## Study text
▬▬▬

Dose–response associations between respirable dust exposure and respiratory symptoms and between symptoms and spirometry outcomes among currently employed and formerly employed South-African coal miners were investigated.
Work histories, interviews, and spirometry and cumulative exposure were assessed among 684 current and 212 ex-miners.
Lower prevalences of symptoms were found among employed compared with ex-miners. Associations with increasing exposure for symptoms of phlegm and past history of tuberculosis were observed, whereas other symptom prevalences were higher in the higher exposure categories. Symptomatic ex-miners exhibited lower lung function compared to the nonsymptomatic.
Compared with published data, symptoms rates were low in current miners but high in ex-miners. Although explanations could include the low prevalence of smoking and/or reporting/selection bias, a “survivor” and/or a “hire” effect is more likely, resulting in an underestimation of the dust-related effect.

▬▬▬

(Collected data)
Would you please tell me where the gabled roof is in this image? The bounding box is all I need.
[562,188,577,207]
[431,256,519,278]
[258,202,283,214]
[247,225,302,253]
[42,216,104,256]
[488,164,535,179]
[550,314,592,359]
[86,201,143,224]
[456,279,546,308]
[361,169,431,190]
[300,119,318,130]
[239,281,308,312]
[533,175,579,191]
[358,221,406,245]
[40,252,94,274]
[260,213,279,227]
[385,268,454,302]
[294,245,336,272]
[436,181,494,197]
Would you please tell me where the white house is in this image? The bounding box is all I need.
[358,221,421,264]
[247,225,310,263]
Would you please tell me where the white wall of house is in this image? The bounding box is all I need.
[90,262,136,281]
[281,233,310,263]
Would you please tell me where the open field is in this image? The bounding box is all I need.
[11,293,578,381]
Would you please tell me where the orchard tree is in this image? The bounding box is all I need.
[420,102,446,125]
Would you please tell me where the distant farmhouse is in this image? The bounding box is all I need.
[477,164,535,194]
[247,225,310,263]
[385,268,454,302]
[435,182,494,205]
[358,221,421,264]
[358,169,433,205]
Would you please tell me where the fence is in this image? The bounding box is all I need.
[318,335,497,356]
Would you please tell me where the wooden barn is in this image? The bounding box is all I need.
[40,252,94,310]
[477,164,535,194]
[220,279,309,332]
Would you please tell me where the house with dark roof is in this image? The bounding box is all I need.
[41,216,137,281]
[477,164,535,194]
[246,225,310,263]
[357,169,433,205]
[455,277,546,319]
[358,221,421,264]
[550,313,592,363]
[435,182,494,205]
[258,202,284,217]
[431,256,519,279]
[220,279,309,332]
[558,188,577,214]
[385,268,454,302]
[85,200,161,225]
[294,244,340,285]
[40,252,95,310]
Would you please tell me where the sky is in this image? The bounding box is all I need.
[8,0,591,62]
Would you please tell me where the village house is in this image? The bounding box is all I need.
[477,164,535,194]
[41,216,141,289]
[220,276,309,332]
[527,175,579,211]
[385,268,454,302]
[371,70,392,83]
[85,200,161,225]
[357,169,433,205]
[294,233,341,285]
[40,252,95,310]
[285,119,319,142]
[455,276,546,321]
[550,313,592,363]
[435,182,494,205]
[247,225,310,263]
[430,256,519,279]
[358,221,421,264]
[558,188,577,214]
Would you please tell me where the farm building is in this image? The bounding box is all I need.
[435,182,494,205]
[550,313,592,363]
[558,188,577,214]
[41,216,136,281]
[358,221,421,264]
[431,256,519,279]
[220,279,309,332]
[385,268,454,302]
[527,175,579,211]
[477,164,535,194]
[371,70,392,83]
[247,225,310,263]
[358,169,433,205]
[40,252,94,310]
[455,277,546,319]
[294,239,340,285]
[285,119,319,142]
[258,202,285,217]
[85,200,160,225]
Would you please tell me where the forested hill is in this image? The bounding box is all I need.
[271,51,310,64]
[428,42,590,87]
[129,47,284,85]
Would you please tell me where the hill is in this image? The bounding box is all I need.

▬▬▬

## Required tasks
[1] For each statement, say yes or no to whether it agrees with the coal miner study text, and quote the words that decide it.
(a) Spirometry was assessed among 684 current miners and 212 ex-miners.
(b) Miners still employed had higher symptom rates than ex-miners.
(c) Ex-miners with symptoms had lower lung function than those without symptoms.
[2] Pick up the coal miner study text after its last sentence and carry it on.

## Response list
[1]
(a) Yes: "Work histories, interviews, and spirometry and cumulative exposure were assessed among 684 current and 212 ex-miners."
(b) No: "Lower prevalences of symptoms were found among employed compared with ex-miners."
(c) Yes: "Symptomatic ex-miners exhibited lower lung function compared to the nonsymptomatic."

[2]
From the Centre for Occupational and Environmental Health, University of KwaZulu-Natal, Congella, South Africa (Dr Naidoo); Department of Environmental Health Sciences, University of Michigan (Dr Robins); Department of Environmental Health, University of Washington, Seattle (Dr Seixas); Department of Medicine, University of KwaZulu-Natal, Congella, South Africa (Dr Lalloo); Respiratory Epidemiology and Clinical Research Unit, Montréal Chest Institute, Montréal, Canada (Dr Becklake); and Departments of Medicine and of Epidemiology, Biostatistics and Occuptional Health, McGill University; Montréal, Canada (Dr Becklake).
Address correspondence to Rajen N. Naidoo, Centre for Occupational and Environmental Health/ Department of Community Health, Nelson R. Mandela School of Medicine, University of KwaZulu-Natal, Private Bag x7, Congella, 4013, South Africa; E-mail: email@example.com.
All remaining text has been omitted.